Your task
Reproduce the data that follows in its entirety, character for character.

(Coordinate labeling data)
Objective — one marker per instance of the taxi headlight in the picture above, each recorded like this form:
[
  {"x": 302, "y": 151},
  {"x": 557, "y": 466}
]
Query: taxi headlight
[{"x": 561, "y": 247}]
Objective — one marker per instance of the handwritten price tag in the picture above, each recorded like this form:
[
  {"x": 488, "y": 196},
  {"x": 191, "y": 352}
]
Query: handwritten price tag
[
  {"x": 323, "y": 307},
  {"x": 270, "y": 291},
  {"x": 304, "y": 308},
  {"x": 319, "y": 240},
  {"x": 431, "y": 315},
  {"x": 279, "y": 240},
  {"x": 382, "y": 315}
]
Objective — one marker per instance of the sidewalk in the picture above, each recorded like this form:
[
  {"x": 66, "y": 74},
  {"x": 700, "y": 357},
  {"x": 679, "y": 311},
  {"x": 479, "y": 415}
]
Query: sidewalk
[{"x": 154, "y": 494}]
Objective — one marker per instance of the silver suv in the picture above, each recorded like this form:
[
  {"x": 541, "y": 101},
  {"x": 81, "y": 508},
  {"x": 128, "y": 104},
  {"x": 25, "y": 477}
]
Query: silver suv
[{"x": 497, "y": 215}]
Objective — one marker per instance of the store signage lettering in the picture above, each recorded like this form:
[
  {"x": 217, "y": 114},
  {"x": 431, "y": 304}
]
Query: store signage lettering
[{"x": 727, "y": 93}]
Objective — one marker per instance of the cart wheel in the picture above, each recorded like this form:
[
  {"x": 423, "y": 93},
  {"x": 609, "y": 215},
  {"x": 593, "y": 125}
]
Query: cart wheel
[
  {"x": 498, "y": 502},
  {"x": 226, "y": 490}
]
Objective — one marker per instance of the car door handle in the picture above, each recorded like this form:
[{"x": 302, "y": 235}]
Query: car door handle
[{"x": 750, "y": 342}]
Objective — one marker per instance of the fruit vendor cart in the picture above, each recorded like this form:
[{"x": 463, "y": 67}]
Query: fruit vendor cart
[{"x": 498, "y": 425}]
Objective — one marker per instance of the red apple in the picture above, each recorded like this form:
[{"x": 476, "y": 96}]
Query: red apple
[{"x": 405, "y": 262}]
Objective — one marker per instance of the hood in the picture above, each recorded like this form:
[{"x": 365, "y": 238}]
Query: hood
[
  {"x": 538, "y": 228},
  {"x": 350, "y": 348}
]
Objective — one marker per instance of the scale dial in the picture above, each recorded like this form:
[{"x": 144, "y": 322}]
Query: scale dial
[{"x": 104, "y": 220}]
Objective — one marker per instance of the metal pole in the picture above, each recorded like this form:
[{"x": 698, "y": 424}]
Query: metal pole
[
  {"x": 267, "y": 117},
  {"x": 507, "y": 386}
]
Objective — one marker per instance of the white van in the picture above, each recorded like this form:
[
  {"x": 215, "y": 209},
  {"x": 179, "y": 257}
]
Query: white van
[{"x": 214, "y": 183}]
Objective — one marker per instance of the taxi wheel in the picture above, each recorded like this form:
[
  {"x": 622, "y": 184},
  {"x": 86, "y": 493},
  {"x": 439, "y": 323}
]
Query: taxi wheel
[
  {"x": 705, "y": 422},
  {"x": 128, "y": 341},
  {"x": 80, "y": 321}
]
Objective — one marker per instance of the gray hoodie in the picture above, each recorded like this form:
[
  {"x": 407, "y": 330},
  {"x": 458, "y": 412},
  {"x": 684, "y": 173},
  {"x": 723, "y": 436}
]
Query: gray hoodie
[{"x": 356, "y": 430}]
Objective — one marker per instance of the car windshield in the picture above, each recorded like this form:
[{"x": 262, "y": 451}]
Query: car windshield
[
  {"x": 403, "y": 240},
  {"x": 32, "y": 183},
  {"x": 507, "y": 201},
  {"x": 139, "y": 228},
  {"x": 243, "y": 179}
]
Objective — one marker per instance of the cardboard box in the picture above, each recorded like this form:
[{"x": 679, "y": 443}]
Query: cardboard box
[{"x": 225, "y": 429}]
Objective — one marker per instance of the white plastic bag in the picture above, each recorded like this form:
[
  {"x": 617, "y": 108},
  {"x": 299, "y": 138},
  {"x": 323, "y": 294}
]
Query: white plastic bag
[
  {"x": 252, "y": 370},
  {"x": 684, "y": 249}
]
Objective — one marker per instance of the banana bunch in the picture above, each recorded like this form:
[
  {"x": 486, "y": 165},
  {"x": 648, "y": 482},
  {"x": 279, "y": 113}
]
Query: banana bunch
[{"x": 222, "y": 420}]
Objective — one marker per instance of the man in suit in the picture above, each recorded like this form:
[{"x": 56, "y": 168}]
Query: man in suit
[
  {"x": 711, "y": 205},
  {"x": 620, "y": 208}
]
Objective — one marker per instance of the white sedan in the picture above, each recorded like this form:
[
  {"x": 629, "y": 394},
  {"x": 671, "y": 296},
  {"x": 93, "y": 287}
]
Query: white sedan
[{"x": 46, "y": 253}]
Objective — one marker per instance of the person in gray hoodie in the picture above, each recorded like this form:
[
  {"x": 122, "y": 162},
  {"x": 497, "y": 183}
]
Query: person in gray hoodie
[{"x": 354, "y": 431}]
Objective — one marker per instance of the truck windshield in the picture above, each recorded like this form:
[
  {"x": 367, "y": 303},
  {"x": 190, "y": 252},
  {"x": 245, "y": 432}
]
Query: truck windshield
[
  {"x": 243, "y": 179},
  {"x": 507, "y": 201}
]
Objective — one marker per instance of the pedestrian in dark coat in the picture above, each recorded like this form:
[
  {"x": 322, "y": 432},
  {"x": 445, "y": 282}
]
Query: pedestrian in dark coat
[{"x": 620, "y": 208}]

Exercise result
Objective — one marker per instance of the taxi headlight in the picture above, each recorded like this form:
[
  {"x": 302, "y": 151},
  {"x": 557, "y": 466}
]
Query: taxi headlight
[{"x": 561, "y": 247}]
Objective — one marker per instance of the handwritten price tag in the picture above, each recorded like this form:
[
  {"x": 488, "y": 196},
  {"x": 191, "y": 352}
]
Query: handwritten price tag
[
  {"x": 323, "y": 307},
  {"x": 270, "y": 291},
  {"x": 304, "y": 308},
  {"x": 319, "y": 240},
  {"x": 431, "y": 315},
  {"x": 279, "y": 240},
  {"x": 382, "y": 315}
]
Objective — one marker per instance of the sidewalk in the picture above, each recorded like this form:
[
  {"x": 66, "y": 74},
  {"x": 700, "y": 357},
  {"x": 679, "y": 311},
  {"x": 479, "y": 415}
]
Query: sidewalk
[{"x": 154, "y": 494}]
Objective — one marker per instance of the silver suv in the picture above, each recorded like this form:
[
  {"x": 541, "y": 101},
  {"x": 81, "y": 508},
  {"x": 128, "y": 104},
  {"x": 25, "y": 477}
]
Query: silver suv
[{"x": 497, "y": 215}]
Objective — one marker per instance of the store signage lettering in the picture above, each recorded like this form:
[
  {"x": 217, "y": 114},
  {"x": 431, "y": 304}
]
Query: store signage lettering
[{"x": 727, "y": 93}]
Objective — one marker per instance of the cart wheel in the picture above, each recorded like this form:
[
  {"x": 423, "y": 93},
  {"x": 609, "y": 215},
  {"x": 593, "y": 125}
]
Query: cart wheel
[
  {"x": 498, "y": 502},
  {"x": 226, "y": 490}
]
Objective — one marker per instance of the car door handle in the picture above, each recorded like this form:
[{"x": 302, "y": 235}]
Query: car door handle
[{"x": 750, "y": 342}]
Objective — one marker per instance of the fruit vendor cart in the picture above, each recorded like this form:
[{"x": 463, "y": 67}]
Query: fruit vendor cart
[{"x": 498, "y": 425}]
Objective — one marker per instance of the red apple in the picture above, each recorded like this form:
[{"x": 476, "y": 96}]
Query: red apple
[{"x": 405, "y": 262}]
Objective — one marker per instance of the hood in the picture above, each recorded like this form:
[{"x": 365, "y": 238}]
Query: hood
[
  {"x": 538, "y": 228},
  {"x": 350, "y": 348}
]
Objective — one marker per instance of the scale dial in the picture above, each recorded like this form:
[{"x": 144, "y": 322}]
Query: scale dial
[{"x": 104, "y": 220}]
Objective — one marker per instance of the metal pole in the picture above, each recorded like this form:
[{"x": 698, "y": 424}]
Query: metal pole
[
  {"x": 267, "y": 117},
  {"x": 507, "y": 386}
]
Objective — one marker per instance of the white van in the picture above, each recorded like this form:
[
  {"x": 215, "y": 209},
  {"x": 179, "y": 257}
]
Query: white van
[{"x": 214, "y": 183}]
Objective — one marker per instance of the taxi wheel in the picture above, each recorded like this form:
[
  {"x": 622, "y": 184},
  {"x": 86, "y": 493},
  {"x": 439, "y": 323}
]
Query: taxi wheel
[
  {"x": 705, "y": 422},
  {"x": 128, "y": 341},
  {"x": 80, "y": 321}
]
Objective — one marker per instance of the gray hoodie in the picture above, each recorded like this form:
[
  {"x": 407, "y": 330},
  {"x": 458, "y": 412},
  {"x": 684, "y": 173},
  {"x": 723, "y": 436}
]
Query: gray hoodie
[{"x": 356, "y": 430}]
Objective — one marker per instance of the car windshield in the picture above, each recorded like this form:
[{"x": 262, "y": 451}]
Query: car windshield
[
  {"x": 403, "y": 240},
  {"x": 32, "y": 183},
  {"x": 507, "y": 201},
  {"x": 139, "y": 228},
  {"x": 243, "y": 179}
]
Objective — one marker per instance of the cardboard box in the picture above, each recorded like this form:
[{"x": 679, "y": 443}]
Query: cardboard box
[{"x": 225, "y": 429}]
Objective — one marker per instance of the white plastic bag in the picture above, each recorded like this form:
[
  {"x": 617, "y": 108},
  {"x": 299, "y": 138},
  {"x": 323, "y": 294}
]
Query: white plastic bag
[
  {"x": 252, "y": 370},
  {"x": 684, "y": 249}
]
Objective — one marker per instance of the banana bunch in the picture above, each recorded like this form:
[
  {"x": 486, "y": 165},
  {"x": 648, "y": 482},
  {"x": 279, "y": 113}
]
Query: banana bunch
[{"x": 222, "y": 420}]
Objective — one marker per instance of the man in suit in the picture above, each recorded like this form:
[{"x": 56, "y": 168}]
Query: man in suit
[
  {"x": 711, "y": 205},
  {"x": 620, "y": 208}
]
Objective — one marker per instance of the white sedan in the picture above, each recorded like this form:
[
  {"x": 629, "y": 394},
  {"x": 671, "y": 296},
  {"x": 93, "y": 287}
]
Query: white sedan
[{"x": 46, "y": 253}]
Objective — one marker per instance of the person in gray hoodie in the picture above, each recorded like this form:
[
  {"x": 122, "y": 162},
  {"x": 497, "y": 183}
]
Query: person in gray hoodie
[{"x": 354, "y": 431}]
Objective — one marker per instance of the truck windshield in the picture above, each recorded like this form:
[
  {"x": 367, "y": 303},
  {"x": 190, "y": 252},
  {"x": 245, "y": 432}
]
Query: truck windshield
[
  {"x": 243, "y": 179},
  {"x": 507, "y": 201}
]
Objective — one marker per instance of the pedestrian in dark coat in the picture above, each recorded like this form:
[
  {"x": 322, "y": 432},
  {"x": 445, "y": 282}
]
Query: pedestrian in dark coat
[{"x": 620, "y": 208}]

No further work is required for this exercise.